Dataset records:
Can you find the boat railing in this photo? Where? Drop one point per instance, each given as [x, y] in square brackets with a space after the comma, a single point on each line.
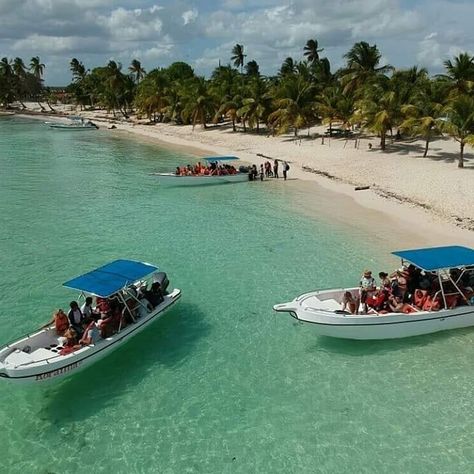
[25, 336]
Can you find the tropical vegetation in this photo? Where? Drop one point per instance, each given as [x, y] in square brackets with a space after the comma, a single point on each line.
[363, 95]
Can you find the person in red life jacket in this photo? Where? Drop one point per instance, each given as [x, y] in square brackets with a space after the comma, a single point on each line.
[366, 287]
[60, 321]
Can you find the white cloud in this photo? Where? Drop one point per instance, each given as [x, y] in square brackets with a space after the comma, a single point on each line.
[132, 25]
[189, 16]
[202, 32]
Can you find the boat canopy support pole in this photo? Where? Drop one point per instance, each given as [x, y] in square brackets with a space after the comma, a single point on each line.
[457, 288]
[442, 289]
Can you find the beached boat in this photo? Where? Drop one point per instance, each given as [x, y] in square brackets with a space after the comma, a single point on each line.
[452, 305]
[173, 179]
[76, 123]
[40, 356]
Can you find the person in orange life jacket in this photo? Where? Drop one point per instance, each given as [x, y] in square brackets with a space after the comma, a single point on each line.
[75, 316]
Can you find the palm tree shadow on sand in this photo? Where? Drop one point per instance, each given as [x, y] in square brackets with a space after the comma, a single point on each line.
[358, 348]
[168, 342]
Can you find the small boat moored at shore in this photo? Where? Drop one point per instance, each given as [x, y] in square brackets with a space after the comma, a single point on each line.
[215, 173]
[77, 123]
[41, 355]
[451, 301]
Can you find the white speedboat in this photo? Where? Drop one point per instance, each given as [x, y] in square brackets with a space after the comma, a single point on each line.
[76, 123]
[39, 356]
[448, 266]
[219, 176]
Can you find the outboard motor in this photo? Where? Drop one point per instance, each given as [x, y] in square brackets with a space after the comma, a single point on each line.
[162, 279]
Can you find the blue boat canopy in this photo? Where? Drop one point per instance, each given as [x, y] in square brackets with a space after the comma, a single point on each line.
[220, 158]
[437, 258]
[107, 280]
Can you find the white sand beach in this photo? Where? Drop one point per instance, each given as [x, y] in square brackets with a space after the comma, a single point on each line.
[429, 198]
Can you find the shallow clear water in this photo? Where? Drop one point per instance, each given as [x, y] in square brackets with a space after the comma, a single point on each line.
[221, 384]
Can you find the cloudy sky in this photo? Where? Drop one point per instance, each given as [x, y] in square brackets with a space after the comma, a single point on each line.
[202, 32]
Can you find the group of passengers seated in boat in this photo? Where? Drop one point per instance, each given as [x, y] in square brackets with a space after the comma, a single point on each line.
[408, 290]
[213, 169]
[90, 323]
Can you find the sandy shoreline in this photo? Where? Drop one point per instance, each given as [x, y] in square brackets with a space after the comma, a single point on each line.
[424, 201]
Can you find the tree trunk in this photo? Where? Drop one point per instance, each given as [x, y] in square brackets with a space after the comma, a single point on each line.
[461, 156]
[383, 137]
[427, 143]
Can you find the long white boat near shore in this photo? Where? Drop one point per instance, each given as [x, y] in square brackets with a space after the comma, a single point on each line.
[38, 356]
[449, 267]
[75, 123]
[174, 179]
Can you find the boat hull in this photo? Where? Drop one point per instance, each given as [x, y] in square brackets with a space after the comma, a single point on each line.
[71, 127]
[170, 179]
[66, 365]
[334, 323]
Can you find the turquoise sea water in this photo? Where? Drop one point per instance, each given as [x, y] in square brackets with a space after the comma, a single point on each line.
[221, 384]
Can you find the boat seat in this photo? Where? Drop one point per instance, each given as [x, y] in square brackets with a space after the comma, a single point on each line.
[330, 305]
[42, 354]
[18, 357]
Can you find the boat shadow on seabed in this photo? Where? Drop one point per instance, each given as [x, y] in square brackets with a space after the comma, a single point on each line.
[357, 348]
[167, 343]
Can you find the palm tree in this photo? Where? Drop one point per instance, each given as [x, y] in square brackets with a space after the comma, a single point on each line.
[322, 72]
[459, 123]
[238, 56]
[335, 106]
[424, 115]
[252, 68]
[256, 104]
[362, 66]
[19, 67]
[311, 51]
[460, 73]
[229, 109]
[137, 69]
[198, 103]
[7, 93]
[6, 68]
[294, 105]
[78, 70]
[379, 107]
[36, 67]
[288, 67]
[19, 70]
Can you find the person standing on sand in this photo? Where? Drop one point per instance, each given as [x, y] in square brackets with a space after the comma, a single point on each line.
[286, 167]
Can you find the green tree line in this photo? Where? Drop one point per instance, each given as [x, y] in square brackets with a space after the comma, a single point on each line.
[363, 93]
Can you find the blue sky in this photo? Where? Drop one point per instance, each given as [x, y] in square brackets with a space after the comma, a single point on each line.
[203, 32]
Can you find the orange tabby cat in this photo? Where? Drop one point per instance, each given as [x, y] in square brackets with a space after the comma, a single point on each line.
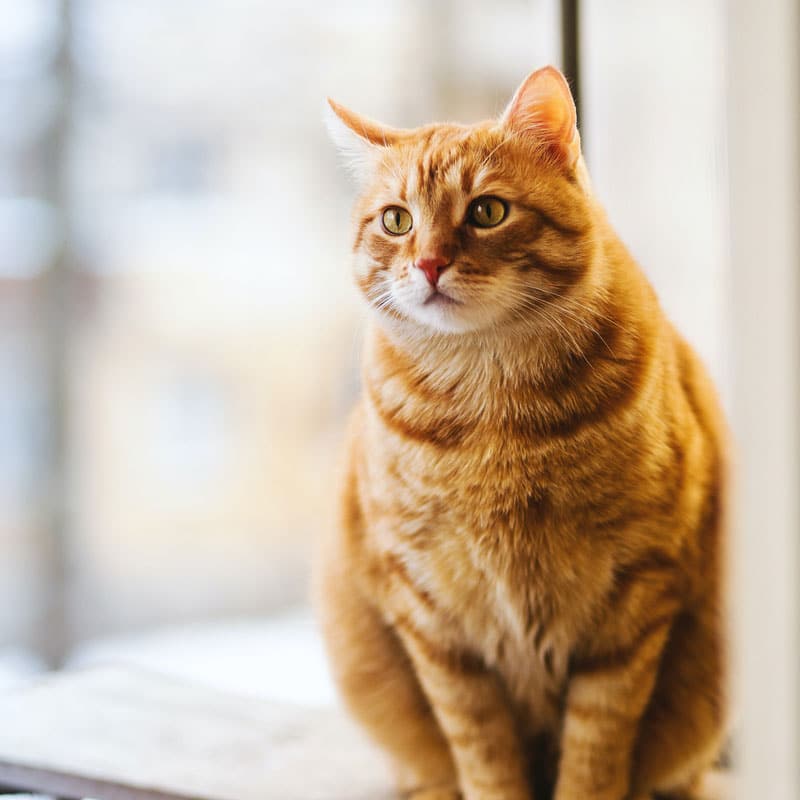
[524, 595]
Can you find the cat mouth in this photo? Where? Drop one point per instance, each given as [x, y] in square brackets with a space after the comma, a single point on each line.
[439, 298]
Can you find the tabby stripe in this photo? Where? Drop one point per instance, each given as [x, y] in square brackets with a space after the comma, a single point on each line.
[623, 658]
[362, 226]
[461, 661]
[446, 432]
[395, 566]
[652, 564]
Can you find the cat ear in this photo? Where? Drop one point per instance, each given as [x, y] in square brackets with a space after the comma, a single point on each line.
[358, 138]
[543, 109]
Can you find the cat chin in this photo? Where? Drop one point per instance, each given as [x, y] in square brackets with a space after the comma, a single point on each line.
[451, 320]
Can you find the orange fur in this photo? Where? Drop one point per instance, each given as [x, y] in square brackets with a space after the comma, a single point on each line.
[523, 596]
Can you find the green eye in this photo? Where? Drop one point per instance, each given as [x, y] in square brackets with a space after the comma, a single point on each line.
[486, 212]
[396, 221]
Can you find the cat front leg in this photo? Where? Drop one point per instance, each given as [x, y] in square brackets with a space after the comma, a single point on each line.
[474, 713]
[606, 698]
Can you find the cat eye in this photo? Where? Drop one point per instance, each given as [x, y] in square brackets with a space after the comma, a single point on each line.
[486, 212]
[396, 221]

--- Work task ---
Once the pictures are set aside, reproduce the records in full and exactly.

--- Solution for this problem ---
Can you find the boat railing in this photo? Where? Drop one point per instance, each given as [x, y] in square brackets with a space after the comma, a single point on each line.
[25, 336]
Can you find the tropical vegetation in this photo? Where? Drop one point per instance, each given as [x, y] in square brackets with a space after the comma, a single point on each line.
[363, 95]
Can you find the person in red life jacket in this photo? Where? Drop one point per instance, each given as [x, y] in square brackets with a space after the comma, a single point on each line.
[366, 287]
[60, 321]
Can you find the white cloud in this photo? Where? Drop one point per instance, each given as [x, y] in square brackets with a space after the comma, a single point on each line.
[132, 25]
[189, 16]
[202, 32]
Can you find the boat canopy support pole in this photo? Where? Drop one point per instance, each given as [x, y] in square brackets with a space after the comma, a single point on each line.
[457, 288]
[442, 289]
Can you find the beached boat in this photo? Where? Drop one point per instance, each given as [x, y] in square brackets with a space after the comma, a single point on each line.
[452, 305]
[173, 179]
[76, 123]
[40, 356]
Can you find the person in orange life jacket in this photo? Where? Drop one point per instance, each given as [x, y] in square brackets with a space after the comma, a single point on each line.
[75, 316]
Can you find the palm tree shadow on sand in this photo? Where? Drop one point per instance, each given as [x, y] in square brackets with a space after the comma, a single point on each line.
[358, 348]
[168, 342]
Can you find the small boat moored at shore in this photo? Where? Drop one point per instance, each given as [x, y] in square brackets with a space after the comma, a single point on each line.
[215, 173]
[77, 123]
[41, 355]
[451, 301]
Can you find the white speedboat in this photo? Where? Drop one point per instance, each given as [x, y] in square brackets with a space after the comma, a single point on each line.
[76, 123]
[39, 356]
[448, 266]
[219, 176]
Can you find the outboard motor in this photo? Where? Drop one point per instance, each given as [x, y] in square brackets with a space after the comma, a single point on each line.
[162, 279]
Can you find the blue boat canopy in this photo? Where? Drop one point per instance, each given as [x, y] in square brackets with a space after the comma, a single point on each line.
[220, 158]
[437, 258]
[107, 280]
Can you find the white sand beach in this photo? Where? Drop one point per instance, each given as [x, y] in square brackets with a space after the comma, a single point on each line.
[429, 198]
Can you find the shallow clear water in this photo? Where? Drop one point per instance, each given as [x, y] in square brackets with a space after the comma, a single point on each line.
[221, 384]
Can you find the cloudy sky in this photo? Where? Drop one point per instance, each given as [x, y] in square brackets with a space after the comma, a single point on each line.
[202, 32]
Can you find the group of passengers seated in boat in this photo? Where? Drop one point per instance, each given as [x, y] in square brackets with a space after the comma, a single point on each line.
[408, 290]
[213, 169]
[90, 323]
Can you find the sandy shoreline in this photo? Where? Drop one point per instance, each given as [x, y] in square brackets with a space after the comma, a single point on each line.
[424, 201]
Can you find the tree trunk in this photo? Where? Drop one point per instance, each given as [x, y] in square brackets with a space after the comma, a single point on each line.
[461, 156]
[383, 137]
[427, 143]
Can you find the long white boat near shore in this photo? Where? Drop one point per instance, each given as [x, y] in square brackets with a space after the comma, a single point on each line.
[38, 356]
[449, 267]
[75, 123]
[174, 179]
Can you find the boat hull in this photo? Where? Drop one point per instance, each given as [x, y] in square brackets with a space after the comma, a single point on each line.
[71, 127]
[170, 179]
[66, 365]
[334, 323]
Can you find the turquoise sea water in this photo? Where? Drop one point per instance, each given as [x, y] in square brackets with a space after the comma, a single point on each line.
[221, 384]
Can you find the boat seat in this photo? Where? Drop one point per instance, each given as [x, y] in square brackets with a space after the comma, a single point on each line.
[330, 305]
[42, 354]
[18, 357]
Can you find the boat shadow on seabed in this photo? Where? Drop one point per instance, each given as [x, y] in square brackets with a space after the comma, a single point on each line.
[357, 348]
[167, 343]
Can you find the palm tree in this photo? Where? Drop one point per instance, each given as [x, y] in square brackets with a space after the comma, a single point on each line.
[322, 72]
[459, 123]
[238, 56]
[335, 106]
[424, 115]
[252, 68]
[256, 104]
[362, 66]
[19, 67]
[311, 51]
[460, 73]
[229, 109]
[137, 69]
[198, 103]
[7, 93]
[6, 68]
[294, 105]
[78, 70]
[379, 107]
[36, 67]
[288, 67]
[19, 70]
Can you find the person standing on sand in this photo? Where? Drop one point per instance, each given as [x, y] in square brackets with a space after the comma, a single point on each line.
[286, 167]
Can you find the green tree line in this photo? Where? Drop one point per instance, each given as [x, y] in square brackets with a space after the comma, a single point on each line.
[363, 93]
Can you find the blue sky in this photo? Where? Drop one point per instance, each given as [x, y] in square brackets with a space after the comma, a single point on each line.
[203, 32]
Can you find the orange tabby cat in this photo? Where? Drop one point per instance, each given as [x, y] in square brackets with a space after the comma, a single point on each line.
[524, 595]
Can you find the cat mouth in this photo? Where? Drop one point per instance, each given as [x, y] in square brackets with a space after the comma, a single point on each line.
[439, 298]
Can you find the tabby stripe in this photo? Where? Drop one point per instance, each given as [x, y] in square brackets with a space after the comma, a single point on each line.
[623, 658]
[362, 226]
[461, 661]
[446, 432]
[395, 566]
[652, 564]
Can you find the cat ear in this photo? Where? Drop one point per instance, each given as [x, y] in square brackets with a space after the comma, a single point on each line.
[358, 138]
[543, 109]
Can you find the cat chin in this photo? Where? Drop one point per instance, each given as [x, y] in square brackets with a space after the comma, a single point on each line.
[451, 320]
Can you find the orange fur in this photo? Where? Drop one point per instance, each given as [x, y] in square brackets with a space after the comma, a single point on each line.
[523, 596]
Can you find the green eye in this photo? Where? Drop one point per instance, each given as [x, y] in square brackets with a space after the comma, a single point on each line.
[486, 212]
[396, 221]
Can you find the cat front leg in this photo? Where? Drop one point per instance, each given as [x, y] in square brackets with a space after the comma, a single point on each line.
[474, 713]
[606, 698]
Can you find the cat eye in this photo? Where? Drop one point per instance, each given as [x, y] in square brackets with a space after the comma, a single point on each line.
[486, 212]
[396, 221]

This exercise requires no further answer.